Des efforts de réforme louables dans le secteur des assurances : Mais beaucoup reste à faire

ven, 07/03/2025 - 14:39

 

 

Ces jours-ci, la famille de nos assurances nationales enregistre une démarche officielle du gouvernement visant à améliorer leur organisation, notamment dans le contrôle des ventes de polices ; en particulier celle, obligatoire, de la responsabilité civile des propriétaires de véhicules automobiles. Tout le monde a également noté, avec grande satisfaction, les efforts de l’État à contrôler le processus de souscription des contrats, en reliant les compagnies d’assurances à une plateforme sise à la Direction du Contrôle des Assurances, affiliée désormais à la Banque Centrale. Cela renforce la certitude quant à la taille réelle et à la valeur financière des contrats souscrits. Le résultat de cette mesure est d’une grande importance : il permet à l’État de contrôler la taxe sur les primes et de la percevoir de manière plus transparente et simple.

Tous ces efforts ne peuvent qu’être grandement salués. D’abord par les acteurs et les spécialistes du secteur puis par tous les citoyens en général. La régulation de ce secteur vital, un des piliers de l’économie des pays modernes indispensable au processus de développement économique global, aura, à n’en pas douter, un impact positif sur le secteur dans son ensemble. C’est bien connu : collecteur d’épargne, en sus de la préservation des biens et des vies, l’assurance stimule l’investissement. Il était donc nécessaire d’éclairer l’opinion publique nationale d’une part, et de souligner, d’autre part, les attentes des spécialistes, des intéressés et des chercheurs.

# EXTRAIT DE DONNÉES:
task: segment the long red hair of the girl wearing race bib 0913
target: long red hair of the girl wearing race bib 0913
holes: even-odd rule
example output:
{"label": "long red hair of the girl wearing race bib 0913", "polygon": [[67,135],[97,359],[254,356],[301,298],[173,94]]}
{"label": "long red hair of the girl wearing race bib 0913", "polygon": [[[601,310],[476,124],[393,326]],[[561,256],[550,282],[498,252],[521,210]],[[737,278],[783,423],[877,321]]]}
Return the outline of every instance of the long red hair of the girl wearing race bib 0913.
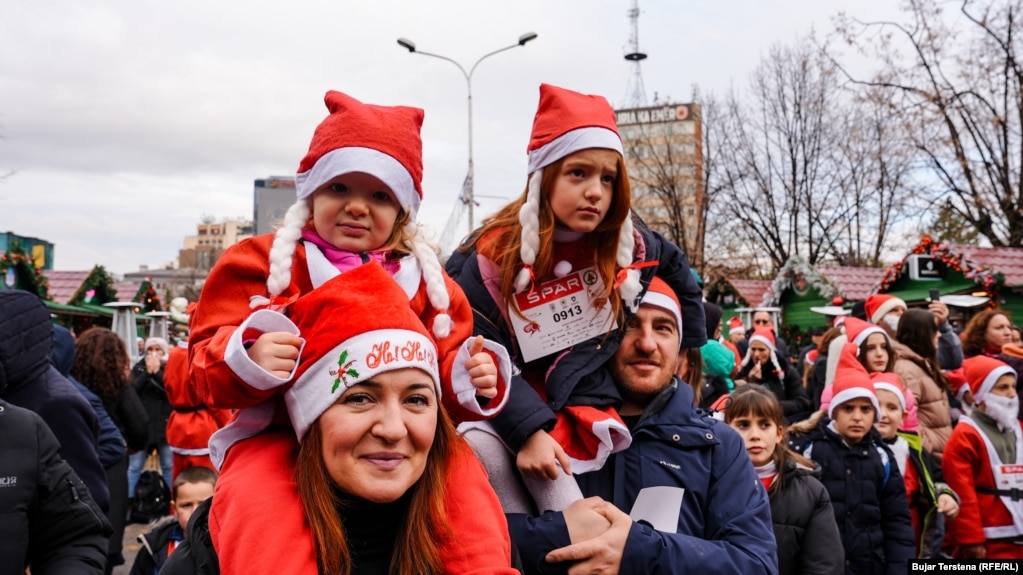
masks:
{"label": "long red hair of the girl wearing race bib 0913", "polygon": [[[569,157],[566,157],[569,158]],[[543,168],[540,180],[540,206],[538,211],[540,221],[539,250],[536,261],[533,262],[533,274],[536,281],[545,281],[553,277],[554,242],[554,212],[550,209],[550,193],[554,182],[562,173],[565,158]],[[479,250],[479,242],[492,242],[493,251],[485,254],[497,263],[501,269],[501,296],[505,302],[514,302],[515,279],[522,269],[522,224],[519,223],[519,210],[526,203],[528,189],[523,190],[518,200],[501,208],[499,212],[483,221],[483,225],[473,236],[461,245],[459,250]],[[604,280],[604,289],[611,302],[615,317],[619,317],[622,303],[615,294],[615,274],[617,270],[618,235],[621,232],[625,218],[631,217],[632,192],[629,188],[629,178],[625,171],[625,160],[618,157],[618,175],[615,177],[614,194],[611,207],[604,220],[592,232],[587,233],[583,241],[587,252],[593,254],[593,265]]]}

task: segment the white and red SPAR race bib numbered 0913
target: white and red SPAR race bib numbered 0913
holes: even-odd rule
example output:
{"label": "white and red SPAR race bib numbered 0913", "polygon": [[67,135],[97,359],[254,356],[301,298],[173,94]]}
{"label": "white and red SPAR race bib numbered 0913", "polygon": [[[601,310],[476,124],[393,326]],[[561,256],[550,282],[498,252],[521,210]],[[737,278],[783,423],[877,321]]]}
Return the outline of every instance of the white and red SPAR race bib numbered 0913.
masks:
{"label": "white and red SPAR race bib numbered 0913", "polygon": [[601,274],[589,267],[515,295],[511,327],[524,361],[550,355],[618,327]]}

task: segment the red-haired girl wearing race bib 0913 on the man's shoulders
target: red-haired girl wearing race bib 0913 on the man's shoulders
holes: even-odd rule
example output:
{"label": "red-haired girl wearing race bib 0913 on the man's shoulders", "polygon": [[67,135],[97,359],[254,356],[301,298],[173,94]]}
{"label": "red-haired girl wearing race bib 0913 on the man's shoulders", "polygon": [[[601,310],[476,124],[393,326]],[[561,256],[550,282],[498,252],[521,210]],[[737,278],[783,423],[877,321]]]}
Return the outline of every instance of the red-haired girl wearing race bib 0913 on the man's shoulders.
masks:
{"label": "red-haired girl wearing race bib 0913 on the man's shoulders", "polygon": [[465,430],[505,511],[580,498],[569,474],[599,469],[629,444],[604,368],[655,273],[681,301],[681,347],[707,340],[702,293],[685,255],[631,213],[615,113],[601,96],[543,84],[528,146],[530,176],[447,263],[476,312],[476,333],[513,351],[507,406]]}

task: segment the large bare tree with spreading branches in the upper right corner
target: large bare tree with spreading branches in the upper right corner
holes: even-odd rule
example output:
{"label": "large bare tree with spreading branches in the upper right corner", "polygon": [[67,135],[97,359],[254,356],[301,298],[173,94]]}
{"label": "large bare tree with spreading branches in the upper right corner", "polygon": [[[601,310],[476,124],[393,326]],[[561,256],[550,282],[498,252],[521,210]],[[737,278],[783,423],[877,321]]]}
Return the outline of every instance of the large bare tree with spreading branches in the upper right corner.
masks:
{"label": "large bare tree with spreading branches in the upper right corner", "polygon": [[937,0],[907,0],[905,13],[906,23],[837,18],[880,65],[854,81],[891,102],[929,169],[932,205],[951,198],[992,246],[1023,247],[1023,0],[964,0],[951,17]]}

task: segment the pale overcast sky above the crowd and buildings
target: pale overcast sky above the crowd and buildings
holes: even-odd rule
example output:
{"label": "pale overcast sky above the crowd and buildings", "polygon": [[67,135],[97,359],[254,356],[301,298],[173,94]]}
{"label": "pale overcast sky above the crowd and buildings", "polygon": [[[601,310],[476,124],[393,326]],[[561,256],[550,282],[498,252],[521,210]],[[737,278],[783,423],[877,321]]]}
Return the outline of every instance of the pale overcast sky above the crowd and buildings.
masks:
{"label": "pale overcast sky above the crowd and buildings", "polygon": [[[640,0],[648,98],[746,86],[771,44],[894,0]],[[628,0],[6,0],[0,8],[0,232],[55,269],[173,261],[204,215],[251,218],[253,181],[293,175],[323,94],[426,109],[420,221],[439,235],[465,175],[473,77],[479,219],[525,185],[541,82],[626,102]],[[496,196],[487,198],[481,196]],[[465,224],[468,225],[468,224]]]}

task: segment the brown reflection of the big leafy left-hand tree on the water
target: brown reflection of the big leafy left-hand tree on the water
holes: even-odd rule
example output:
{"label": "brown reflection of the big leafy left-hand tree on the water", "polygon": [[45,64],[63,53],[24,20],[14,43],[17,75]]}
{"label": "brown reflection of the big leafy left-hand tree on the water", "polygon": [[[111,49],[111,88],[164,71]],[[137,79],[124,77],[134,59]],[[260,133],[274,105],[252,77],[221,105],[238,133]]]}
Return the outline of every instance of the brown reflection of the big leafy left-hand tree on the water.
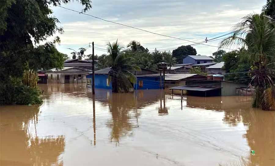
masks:
{"label": "brown reflection of the big leafy left-hand tree on the water", "polygon": [[38,105],[1,107],[0,119],[0,165],[63,165],[58,157],[64,152],[64,136],[36,136]]}

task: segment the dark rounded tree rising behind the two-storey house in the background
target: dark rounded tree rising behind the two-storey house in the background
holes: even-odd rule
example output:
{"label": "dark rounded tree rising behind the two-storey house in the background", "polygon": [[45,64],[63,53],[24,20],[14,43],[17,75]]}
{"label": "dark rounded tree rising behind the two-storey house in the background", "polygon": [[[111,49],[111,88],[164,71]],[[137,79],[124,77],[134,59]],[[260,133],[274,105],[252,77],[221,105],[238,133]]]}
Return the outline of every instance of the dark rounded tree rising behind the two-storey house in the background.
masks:
{"label": "dark rounded tree rising behind the two-storey house in the background", "polygon": [[180,46],[173,50],[172,55],[177,58],[177,63],[182,63],[182,59],[184,59],[187,55],[197,55],[197,51],[190,45]]}

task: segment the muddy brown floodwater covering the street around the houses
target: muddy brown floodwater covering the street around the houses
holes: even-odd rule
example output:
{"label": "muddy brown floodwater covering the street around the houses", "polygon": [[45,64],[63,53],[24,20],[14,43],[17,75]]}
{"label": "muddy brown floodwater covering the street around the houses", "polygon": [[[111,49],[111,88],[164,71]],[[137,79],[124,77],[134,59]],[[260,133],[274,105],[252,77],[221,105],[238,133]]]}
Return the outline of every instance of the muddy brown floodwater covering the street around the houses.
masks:
{"label": "muddy brown floodwater covering the street around the houses", "polygon": [[250,97],[185,96],[181,110],[160,90],[40,87],[42,105],[0,107],[0,165],[275,165],[275,111]]}

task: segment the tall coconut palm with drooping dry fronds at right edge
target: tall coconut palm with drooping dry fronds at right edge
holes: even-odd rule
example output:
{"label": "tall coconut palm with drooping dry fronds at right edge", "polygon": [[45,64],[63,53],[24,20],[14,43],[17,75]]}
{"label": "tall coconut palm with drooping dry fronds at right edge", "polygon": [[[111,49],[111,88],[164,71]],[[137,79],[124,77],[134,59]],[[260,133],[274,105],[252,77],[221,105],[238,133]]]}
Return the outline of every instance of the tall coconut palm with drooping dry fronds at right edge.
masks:
{"label": "tall coconut palm with drooping dry fronds at right edge", "polygon": [[219,47],[237,46],[248,50],[246,57],[251,64],[251,83],[255,86],[252,106],[263,110],[275,109],[274,20],[264,13],[250,14],[243,17],[233,31],[233,35],[224,39]]}

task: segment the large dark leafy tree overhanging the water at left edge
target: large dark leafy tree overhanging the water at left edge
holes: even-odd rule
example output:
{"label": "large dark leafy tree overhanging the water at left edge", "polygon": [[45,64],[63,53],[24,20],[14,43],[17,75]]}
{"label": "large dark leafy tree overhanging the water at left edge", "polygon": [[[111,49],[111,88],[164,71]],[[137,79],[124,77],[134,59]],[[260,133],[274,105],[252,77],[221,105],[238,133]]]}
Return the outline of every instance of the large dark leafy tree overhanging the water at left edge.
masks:
{"label": "large dark leafy tree overhanging the water at left edge", "polygon": [[[63,33],[63,28],[57,26],[59,20],[53,16],[53,12],[49,8],[51,4],[56,6],[61,3],[67,4],[70,1],[1,1],[0,103],[18,103],[16,101],[19,100],[18,96],[27,93],[31,97],[39,98],[38,93],[32,93],[33,90],[24,87],[22,84],[23,73],[25,71],[35,71],[39,68],[62,67],[64,55],[56,50],[54,44],[60,42],[59,38],[56,38],[53,42],[39,44],[56,33]],[[91,8],[90,0],[79,0],[79,2],[84,6],[83,12]],[[37,64],[34,64],[34,62],[37,62]],[[13,93],[15,87],[20,87],[19,94],[16,92],[17,97],[7,97],[8,94],[5,92]]]}

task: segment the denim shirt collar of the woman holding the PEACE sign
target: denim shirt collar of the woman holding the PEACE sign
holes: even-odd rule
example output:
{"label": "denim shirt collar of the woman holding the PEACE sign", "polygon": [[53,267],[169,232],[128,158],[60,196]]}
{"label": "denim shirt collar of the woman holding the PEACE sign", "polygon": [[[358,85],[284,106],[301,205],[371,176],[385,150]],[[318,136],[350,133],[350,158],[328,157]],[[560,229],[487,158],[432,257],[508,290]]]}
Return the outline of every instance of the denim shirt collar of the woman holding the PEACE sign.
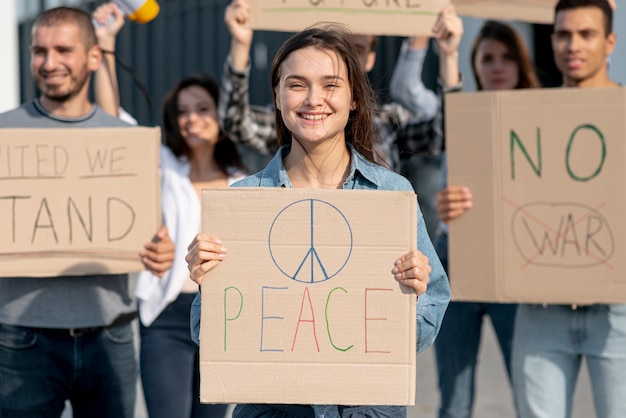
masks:
{"label": "denim shirt collar of the woman holding the PEACE sign", "polygon": [[[377,175],[377,170],[375,168],[378,167],[378,165],[367,161],[365,157],[359,154],[351,144],[347,144],[347,146],[350,150],[350,173],[343,184],[343,188],[379,189],[381,186],[381,179]],[[280,147],[267,167],[265,167],[265,169],[260,173],[261,187],[292,187],[289,176],[287,175],[287,170],[283,164],[283,159],[289,154],[290,150],[290,144]]]}

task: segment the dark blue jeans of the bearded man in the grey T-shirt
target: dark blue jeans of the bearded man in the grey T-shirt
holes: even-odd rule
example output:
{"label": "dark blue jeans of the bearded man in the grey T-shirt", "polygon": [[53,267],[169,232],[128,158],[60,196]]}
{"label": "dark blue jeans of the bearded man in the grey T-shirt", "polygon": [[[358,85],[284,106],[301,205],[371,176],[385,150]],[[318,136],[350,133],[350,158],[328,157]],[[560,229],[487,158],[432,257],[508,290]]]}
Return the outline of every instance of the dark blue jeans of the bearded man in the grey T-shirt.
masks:
{"label": "dark blue jeans of the bearded man in the grey T-shirt", "polygon": [[132,418],[137,363],[130,324],[71,336],[68,330],[0,324],[0,415]]}

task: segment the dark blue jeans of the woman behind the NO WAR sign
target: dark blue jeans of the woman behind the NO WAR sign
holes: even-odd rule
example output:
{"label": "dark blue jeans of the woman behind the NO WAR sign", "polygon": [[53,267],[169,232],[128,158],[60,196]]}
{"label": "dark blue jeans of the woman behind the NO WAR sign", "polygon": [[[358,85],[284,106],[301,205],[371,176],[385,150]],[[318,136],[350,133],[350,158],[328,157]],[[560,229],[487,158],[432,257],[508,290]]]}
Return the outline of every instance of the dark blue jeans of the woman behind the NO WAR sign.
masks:
{"label": "dark blue jeans of the woman behind the NO WAR sign", "polygon": [[[448,237],[437,238],[437,253],[448,269]],[[454,280],[454,278],[450,278]],[[440,418],[469,418],[474,407],[478,349],[483,318],[489,316],[500,345],[509,380],[511,347],[517,305],[502,303],[450,302],[435,340],[439,377]]]}

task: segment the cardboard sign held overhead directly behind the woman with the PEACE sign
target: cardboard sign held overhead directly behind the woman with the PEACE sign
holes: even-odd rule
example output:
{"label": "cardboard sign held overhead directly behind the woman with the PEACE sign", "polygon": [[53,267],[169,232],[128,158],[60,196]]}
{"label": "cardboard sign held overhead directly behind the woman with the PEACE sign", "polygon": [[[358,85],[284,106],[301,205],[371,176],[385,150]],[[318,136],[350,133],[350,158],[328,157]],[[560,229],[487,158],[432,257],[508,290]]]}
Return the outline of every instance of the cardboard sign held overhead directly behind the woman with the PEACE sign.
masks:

# CONSIGNE:
Reformulez sous forme de liste le paragraphe de l'extrait sur les assurances qui commence par « Ces jours-ci, la famille », en conservant ses faits principaux. Ces données ont une origine différente de celle de l'extrait.

# VOTRE RÉPONSE:
- Le gouvernement mène une démarche officielle pour mieux organiser les assurances nationales, notamment le contrôle des ventes de polices, en particulier la responsabilité civile automobile, qui est obligatoire.
- L'État contrôle la souscription des contrats en reliant les compagnies d'assurances à une plateforme située à la Direction du Contrôle des Assurances, désormais affiliée à la Banque Centrale.
- Cette mesure donne plus de certitude sur la taille réelle et la valeur financière des contrats souscrits.
- Elle permet à l'État de contrôler la taxe sur les primes et de la percevoir de manière plus transparente et plus simple.